**TEXT TO READ:**
____

Search code examples
arraysstringperlcontain

is any of array items contained in a string


I have a keywords list and a blacklist. I want to delete all keywords that contain any of blacklist item. At the moment Im doing it this way:

my @keywords = ( 'some good keyword', 'some other good keyword', 'some bad keyword');
my @blacklist = ( 'bad' );

A: for my $keyword ( @keywords ) {
    B: for my $bl ( @blacklist ) {
        next A if $keyword =~ /$bl/i;      # omitting $keyword
    }
    # some keyword cleaning (for instance: erasing non a-zA-Z0-9 characters, etc)
}

I was wondering is there any fastest way to do this, becouse at the moment I have about 25 milion keywords and couple of hundrets words in blacklist.


Solution

  • The most straightforward option is to join the blacklist entries into a single regular expression, then grep the keyword list for those which don't match that regex:

    #!/usr/bin/env perl    
    
    use strict;
    use warnings;
    use 5.010;
    
    my @keywords = 
      ('some good keyword', 'some other good keyword', 'some bad keyword');
    my @blacklist = ('bad');
    
    my $re = join '|', @blacklist;
    my @good = grep { $_ !~ /$re/ } @keywords;
    
    say join "\n", @good;
    

    Output:

    some good keyword
    some other good keyword

____

**DATASET EXCERPTS:**
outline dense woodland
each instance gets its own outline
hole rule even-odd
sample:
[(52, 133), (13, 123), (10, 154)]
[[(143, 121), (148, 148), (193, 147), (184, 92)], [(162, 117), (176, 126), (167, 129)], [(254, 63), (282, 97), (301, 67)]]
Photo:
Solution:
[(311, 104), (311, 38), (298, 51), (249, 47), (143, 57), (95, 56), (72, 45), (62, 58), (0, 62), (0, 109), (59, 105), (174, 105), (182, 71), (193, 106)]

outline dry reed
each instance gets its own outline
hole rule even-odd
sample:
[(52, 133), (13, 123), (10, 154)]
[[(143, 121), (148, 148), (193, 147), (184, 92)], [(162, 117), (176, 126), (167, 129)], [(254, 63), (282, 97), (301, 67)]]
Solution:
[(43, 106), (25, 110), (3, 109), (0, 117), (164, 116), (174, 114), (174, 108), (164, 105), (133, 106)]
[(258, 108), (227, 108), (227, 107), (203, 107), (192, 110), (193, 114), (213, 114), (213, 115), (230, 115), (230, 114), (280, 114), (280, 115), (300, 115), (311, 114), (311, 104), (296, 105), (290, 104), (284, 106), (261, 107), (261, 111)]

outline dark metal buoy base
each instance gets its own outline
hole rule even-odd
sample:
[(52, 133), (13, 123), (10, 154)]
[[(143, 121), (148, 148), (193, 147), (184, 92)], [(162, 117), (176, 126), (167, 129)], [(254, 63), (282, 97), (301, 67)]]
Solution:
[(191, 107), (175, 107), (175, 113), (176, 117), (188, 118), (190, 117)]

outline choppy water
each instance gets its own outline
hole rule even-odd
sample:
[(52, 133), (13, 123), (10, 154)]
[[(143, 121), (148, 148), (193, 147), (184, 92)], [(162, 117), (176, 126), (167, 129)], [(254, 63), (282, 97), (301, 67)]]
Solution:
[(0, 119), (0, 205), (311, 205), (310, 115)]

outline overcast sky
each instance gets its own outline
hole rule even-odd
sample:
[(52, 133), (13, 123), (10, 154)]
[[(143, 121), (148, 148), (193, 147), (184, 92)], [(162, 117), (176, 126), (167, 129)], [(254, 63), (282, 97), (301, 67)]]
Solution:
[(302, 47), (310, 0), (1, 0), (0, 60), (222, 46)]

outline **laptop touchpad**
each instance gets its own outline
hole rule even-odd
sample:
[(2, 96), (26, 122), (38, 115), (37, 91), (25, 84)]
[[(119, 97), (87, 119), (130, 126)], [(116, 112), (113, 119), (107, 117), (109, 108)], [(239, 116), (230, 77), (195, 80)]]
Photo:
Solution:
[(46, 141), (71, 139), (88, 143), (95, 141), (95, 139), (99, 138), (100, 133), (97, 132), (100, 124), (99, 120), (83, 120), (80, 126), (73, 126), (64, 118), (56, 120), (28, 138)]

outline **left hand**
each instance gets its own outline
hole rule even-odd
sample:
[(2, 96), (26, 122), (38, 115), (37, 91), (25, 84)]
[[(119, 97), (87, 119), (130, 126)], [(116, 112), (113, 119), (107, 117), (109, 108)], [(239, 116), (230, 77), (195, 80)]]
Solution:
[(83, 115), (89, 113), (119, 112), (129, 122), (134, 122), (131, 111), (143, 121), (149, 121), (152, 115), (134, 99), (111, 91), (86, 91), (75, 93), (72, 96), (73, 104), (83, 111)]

____

**DIRECTIVES:**
(A) Translate this sentence from the keyword-filtering thread into Spanish: "I have a keywords list and a blacklist."
(B) Using the keyword-filtering thread, answer yes or no to each statement and quote the words that decide it. (i) The poster currently has about 25 million keywords. (ii) The blacklist in the poster's code holds two words. (iii) The solution uses grep to keep the keywords that match the blacklist regex.

**RESPONSES TO THE EXERCISE:**
(A) Tengo una lista de palabras clave y una lista negra.

(B)
(i) Yes: "at the moment I have about 25 milion keywords"
(ii) No: "my @blacklist = ( 'bad' );"
(iii) No: "grep the keyword list for those which don't match that regex"